▸ **What needs to be done**: Give as a numbered list the lines between the line holding "Q: Locate the snowy" and the end of the lines, inclusive, leaving out any blank lines.

▸ **Input for this task**:
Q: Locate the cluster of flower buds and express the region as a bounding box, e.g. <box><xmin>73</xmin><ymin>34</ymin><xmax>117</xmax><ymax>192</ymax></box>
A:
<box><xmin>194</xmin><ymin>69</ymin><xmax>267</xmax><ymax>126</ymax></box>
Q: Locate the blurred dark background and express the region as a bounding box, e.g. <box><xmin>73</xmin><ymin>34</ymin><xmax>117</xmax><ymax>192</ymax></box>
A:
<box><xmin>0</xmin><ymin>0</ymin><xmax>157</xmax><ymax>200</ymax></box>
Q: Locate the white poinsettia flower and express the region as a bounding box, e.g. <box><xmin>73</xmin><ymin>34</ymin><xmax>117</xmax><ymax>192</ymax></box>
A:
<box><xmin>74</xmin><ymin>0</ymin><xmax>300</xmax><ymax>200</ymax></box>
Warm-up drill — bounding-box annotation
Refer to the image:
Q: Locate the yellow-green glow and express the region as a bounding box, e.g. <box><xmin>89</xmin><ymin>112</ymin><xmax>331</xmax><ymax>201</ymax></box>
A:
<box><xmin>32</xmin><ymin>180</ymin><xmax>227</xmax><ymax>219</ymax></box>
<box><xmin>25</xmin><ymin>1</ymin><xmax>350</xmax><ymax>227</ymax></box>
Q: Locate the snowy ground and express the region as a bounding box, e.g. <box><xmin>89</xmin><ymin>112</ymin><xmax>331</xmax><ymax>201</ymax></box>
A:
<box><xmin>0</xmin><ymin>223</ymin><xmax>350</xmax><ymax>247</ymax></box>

▸ **Task solution**:
1. Q: Locate the snowy ground and express the region as a bounding box, e.g. <box><xmin>89</xmin><ymin>112</ymin><xmax>331</xmax><ymax>201</ymax></box>
2. A:
3. <box><xmin>0</xmin><ymin>223</ymin><xmax>350</xmax><ymax>247</ymax></box>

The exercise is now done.